== REQUIRED TASK ==
Reproduce word for word everything from the line containing "Where can the undergrowth" down to the line containing "column 54, row 34", including both of those lines.

== EXTRACTED ENTRIES ==
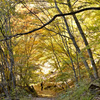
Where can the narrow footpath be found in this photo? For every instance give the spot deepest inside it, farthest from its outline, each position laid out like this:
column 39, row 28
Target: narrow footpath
column 43, row 98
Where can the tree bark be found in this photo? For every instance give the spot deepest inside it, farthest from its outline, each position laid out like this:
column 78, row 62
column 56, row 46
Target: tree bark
column 85, row 41
column 77, row 47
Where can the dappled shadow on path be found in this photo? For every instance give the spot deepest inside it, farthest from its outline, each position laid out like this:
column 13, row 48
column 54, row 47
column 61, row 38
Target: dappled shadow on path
column 43, row 98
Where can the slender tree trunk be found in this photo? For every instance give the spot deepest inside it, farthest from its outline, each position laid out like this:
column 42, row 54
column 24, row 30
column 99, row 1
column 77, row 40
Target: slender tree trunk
column 85, row 41
column 76, row 46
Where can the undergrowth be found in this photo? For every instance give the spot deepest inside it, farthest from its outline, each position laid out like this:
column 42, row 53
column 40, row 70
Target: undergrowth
column 80, row 92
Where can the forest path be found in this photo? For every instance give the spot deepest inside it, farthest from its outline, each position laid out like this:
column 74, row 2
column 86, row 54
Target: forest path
column 43, row 98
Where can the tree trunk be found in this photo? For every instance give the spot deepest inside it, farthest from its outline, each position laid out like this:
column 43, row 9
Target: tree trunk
column 85, row 41
column 76, row 46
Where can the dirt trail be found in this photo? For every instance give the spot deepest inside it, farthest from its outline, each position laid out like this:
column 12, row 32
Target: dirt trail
column 44, row 98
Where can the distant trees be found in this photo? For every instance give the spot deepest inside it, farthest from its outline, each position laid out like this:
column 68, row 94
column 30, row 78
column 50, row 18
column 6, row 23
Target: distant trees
column 54, row 34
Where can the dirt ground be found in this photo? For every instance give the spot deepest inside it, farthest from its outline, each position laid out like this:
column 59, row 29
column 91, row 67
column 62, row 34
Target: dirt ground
column 44, row 99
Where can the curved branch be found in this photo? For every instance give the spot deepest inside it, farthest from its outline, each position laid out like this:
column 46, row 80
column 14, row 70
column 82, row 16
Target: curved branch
column 58, row 15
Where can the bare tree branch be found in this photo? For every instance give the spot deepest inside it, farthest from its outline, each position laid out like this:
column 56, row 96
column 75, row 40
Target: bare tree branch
column 58, row 15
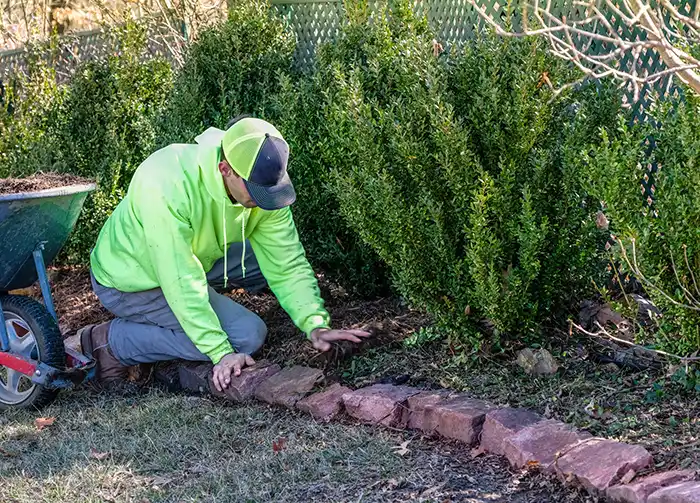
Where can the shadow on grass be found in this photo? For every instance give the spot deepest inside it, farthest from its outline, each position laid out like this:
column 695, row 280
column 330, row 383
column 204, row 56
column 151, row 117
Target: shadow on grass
column 160, row 447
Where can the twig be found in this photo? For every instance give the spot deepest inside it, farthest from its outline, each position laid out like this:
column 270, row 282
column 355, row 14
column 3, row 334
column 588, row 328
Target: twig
column 604, row 334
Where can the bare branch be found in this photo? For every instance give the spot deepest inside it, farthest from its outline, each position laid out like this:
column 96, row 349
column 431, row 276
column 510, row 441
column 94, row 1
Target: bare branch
column 574, row 40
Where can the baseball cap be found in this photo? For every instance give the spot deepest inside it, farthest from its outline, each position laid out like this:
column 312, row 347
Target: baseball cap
column 257, row 153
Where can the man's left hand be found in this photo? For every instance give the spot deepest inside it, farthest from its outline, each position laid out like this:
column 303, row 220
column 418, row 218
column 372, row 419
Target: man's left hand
column 321, row 338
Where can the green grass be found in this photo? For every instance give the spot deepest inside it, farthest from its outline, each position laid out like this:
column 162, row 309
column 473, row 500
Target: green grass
column 159, row 447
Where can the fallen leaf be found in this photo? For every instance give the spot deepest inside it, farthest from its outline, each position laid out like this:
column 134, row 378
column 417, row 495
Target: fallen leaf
column 279, row 445
column 402, row 449
column 475, row 453
column 7, row 453
column 532, row 465
column 161, row 481
column 43, row 422
column 99, row 456
column 627, row 478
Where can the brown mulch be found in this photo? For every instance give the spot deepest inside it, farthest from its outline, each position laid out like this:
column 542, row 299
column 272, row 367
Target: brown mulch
column 39, row 181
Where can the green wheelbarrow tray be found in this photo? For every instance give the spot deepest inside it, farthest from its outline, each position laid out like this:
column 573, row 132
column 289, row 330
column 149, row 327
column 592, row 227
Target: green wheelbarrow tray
column 34, row 363
column 29, row 219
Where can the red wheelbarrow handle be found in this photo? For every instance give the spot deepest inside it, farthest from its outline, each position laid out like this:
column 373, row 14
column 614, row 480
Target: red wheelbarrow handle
column 81, row 369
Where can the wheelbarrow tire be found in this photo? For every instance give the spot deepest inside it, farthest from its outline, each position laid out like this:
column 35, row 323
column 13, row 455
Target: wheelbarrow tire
column 49, row 343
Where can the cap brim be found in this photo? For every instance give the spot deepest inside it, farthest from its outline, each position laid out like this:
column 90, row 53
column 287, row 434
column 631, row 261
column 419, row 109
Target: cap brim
column 275, row 197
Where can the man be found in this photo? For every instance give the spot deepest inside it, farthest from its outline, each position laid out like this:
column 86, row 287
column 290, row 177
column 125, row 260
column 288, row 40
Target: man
column 187, row 209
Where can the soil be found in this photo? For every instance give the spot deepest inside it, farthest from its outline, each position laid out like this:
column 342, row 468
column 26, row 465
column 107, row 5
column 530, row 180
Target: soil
column 39, row 181
column 645, row 407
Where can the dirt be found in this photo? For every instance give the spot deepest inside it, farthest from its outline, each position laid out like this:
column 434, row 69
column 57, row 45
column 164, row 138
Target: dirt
column 39, row 181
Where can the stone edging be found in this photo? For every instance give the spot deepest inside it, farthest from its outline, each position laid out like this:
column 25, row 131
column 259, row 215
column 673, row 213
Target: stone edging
column 605, row 468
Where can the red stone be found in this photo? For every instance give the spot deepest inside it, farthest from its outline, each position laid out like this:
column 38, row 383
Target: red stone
column 461, row 418
column 288, row 386
column 503, row 423
column 640, row 490
column 420, row 413
column 539, row 444
column 597, row 463
column 326, row 404
column 379, row 404
column 687, row 492
column 195, row 377
column 243, row 387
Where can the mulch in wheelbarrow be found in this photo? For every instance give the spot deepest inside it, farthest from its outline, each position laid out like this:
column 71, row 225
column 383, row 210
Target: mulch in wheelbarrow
column 39, row 181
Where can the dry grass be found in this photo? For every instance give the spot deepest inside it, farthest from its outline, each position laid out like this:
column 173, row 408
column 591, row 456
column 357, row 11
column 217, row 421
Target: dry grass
column 171, row 448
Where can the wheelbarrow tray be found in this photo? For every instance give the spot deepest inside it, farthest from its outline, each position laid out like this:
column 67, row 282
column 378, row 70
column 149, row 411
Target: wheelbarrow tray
column 31, row 219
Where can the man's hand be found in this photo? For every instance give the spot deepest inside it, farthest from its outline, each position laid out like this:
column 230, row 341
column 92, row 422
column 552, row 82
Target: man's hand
column 321, row 338
column 231, row 363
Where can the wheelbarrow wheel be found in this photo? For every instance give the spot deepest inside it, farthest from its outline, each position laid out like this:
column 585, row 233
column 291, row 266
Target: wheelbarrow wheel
column 34, row 334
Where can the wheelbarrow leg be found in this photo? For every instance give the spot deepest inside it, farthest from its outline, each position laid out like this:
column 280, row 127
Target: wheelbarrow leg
column 4, row 338
column 44, row 280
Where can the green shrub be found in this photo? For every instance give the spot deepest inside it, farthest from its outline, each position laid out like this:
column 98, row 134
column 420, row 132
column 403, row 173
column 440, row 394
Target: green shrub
column 461, row 175
column 657, row 244
column 232, row 68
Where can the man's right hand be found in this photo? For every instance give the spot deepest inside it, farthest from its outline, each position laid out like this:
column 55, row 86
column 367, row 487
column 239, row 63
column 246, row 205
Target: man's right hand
column 231, row 363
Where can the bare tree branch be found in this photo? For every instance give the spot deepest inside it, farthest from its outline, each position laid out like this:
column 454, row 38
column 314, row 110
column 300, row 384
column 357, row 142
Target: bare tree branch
column 599, row 49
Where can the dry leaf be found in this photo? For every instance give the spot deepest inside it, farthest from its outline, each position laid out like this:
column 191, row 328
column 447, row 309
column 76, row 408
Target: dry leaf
column 402, row 449
column 161, row 481
column 475, row 453
column 627, row 478
column 99, row 456
column 43, row 422
column 279, row 445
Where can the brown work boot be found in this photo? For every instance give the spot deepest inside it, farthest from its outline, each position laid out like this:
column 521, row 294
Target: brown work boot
column 95, row 344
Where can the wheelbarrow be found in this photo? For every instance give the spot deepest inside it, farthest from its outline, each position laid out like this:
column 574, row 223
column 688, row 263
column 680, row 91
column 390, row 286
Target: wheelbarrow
column 34, row 363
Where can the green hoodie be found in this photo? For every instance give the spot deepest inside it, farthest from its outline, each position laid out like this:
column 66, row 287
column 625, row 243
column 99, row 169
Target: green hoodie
column 177, row 220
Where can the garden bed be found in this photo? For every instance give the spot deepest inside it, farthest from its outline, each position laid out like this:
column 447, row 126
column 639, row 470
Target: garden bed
column 644, row 407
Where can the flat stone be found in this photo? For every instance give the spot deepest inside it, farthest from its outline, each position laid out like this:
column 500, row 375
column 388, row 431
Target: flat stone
column 597, row 464
column 324, row 405
column 288, row 386
column 539, row 444
column 687, row 492
column 640, row 490
column 537, row 363
column 501, row 424
column 195, row 377
column 420, row 413
column 379, row 404
column 243, row 387
column 461, row 418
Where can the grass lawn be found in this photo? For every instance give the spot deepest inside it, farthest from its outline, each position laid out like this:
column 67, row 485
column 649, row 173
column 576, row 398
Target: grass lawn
column 166, row 447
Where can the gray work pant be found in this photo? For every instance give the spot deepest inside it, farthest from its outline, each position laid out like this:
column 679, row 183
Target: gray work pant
column 146, row 330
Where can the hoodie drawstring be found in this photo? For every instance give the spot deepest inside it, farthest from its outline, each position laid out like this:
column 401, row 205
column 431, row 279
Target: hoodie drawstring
column 225, row 249
column 226, row 246
column 243, row 252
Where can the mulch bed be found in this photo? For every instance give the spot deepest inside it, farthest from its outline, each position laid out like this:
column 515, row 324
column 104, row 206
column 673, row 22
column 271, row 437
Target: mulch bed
column 39, row 181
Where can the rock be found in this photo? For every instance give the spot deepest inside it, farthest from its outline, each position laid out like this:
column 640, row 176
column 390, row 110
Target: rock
column 324, row 405
column 194, row 377
column 461, row 418
column 419, row 414
column 537, row 445
column 288, row 386
column 687, row 492
column 502, row 424
column 597, row 464
column 379, row 404
column 538, row 363
column 243, row 387
column 640, row 490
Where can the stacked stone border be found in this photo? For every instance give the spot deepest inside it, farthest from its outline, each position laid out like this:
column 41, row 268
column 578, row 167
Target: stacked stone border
column 605, row 468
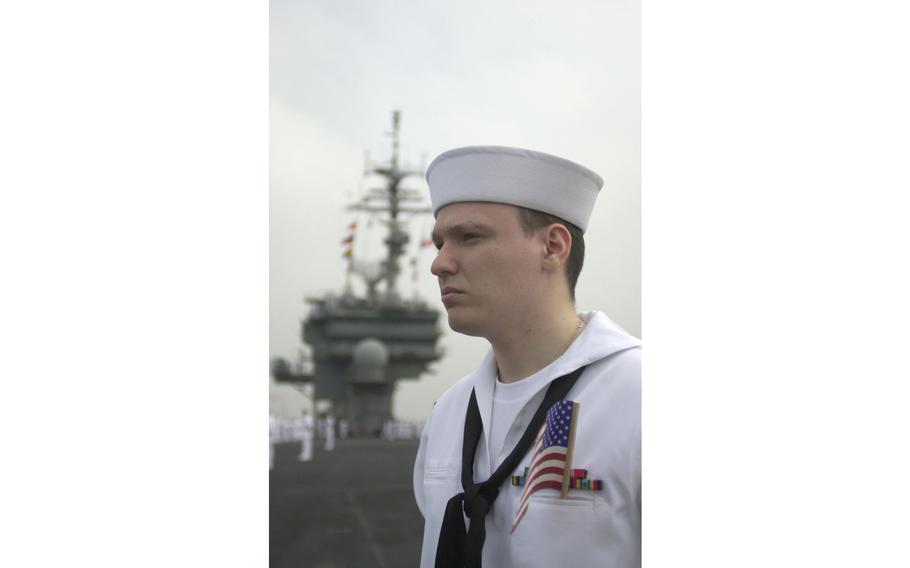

== SOLUTION FOR THIS PROBLEM ==
Where can the undergrowth be found in this photo? For every instance give the spot deepest inside it, farthest from its outline, each position laid out like this:
column 42, row 53
column 40, row 70
Target: undergrowth
column 80, row 92
Where can the forest path be found in this photo? For every instance give the spot deepest inside it, farthest from its outline, each position laid out like this:
column 74, row 2
column 86, row 54
Target: forest path
column 43, row 98
Where can the tree trunk be found in this photo? For every instance give the spot deepest inside it, farthest from its outline, each position laid out like this:
column 43, row 9
Target: tree trunk
column 85, row 41
column 76, row 46
Where can the dirt trail be found in this photo? For every instance give the spot deepest inside it, farthest from its outline, each position laid out like this:
column 12, row 32
Target: dirt trail
column 44, row 98
Where can the distant trees be found in this photo? For every instance give the spot deepest inside it, farthest from its outline, each position laid out like this:
column 68, row 94
column 30, row 78
column 50, row 18
column 6, row 23
Target: distant trees
column 54, row 34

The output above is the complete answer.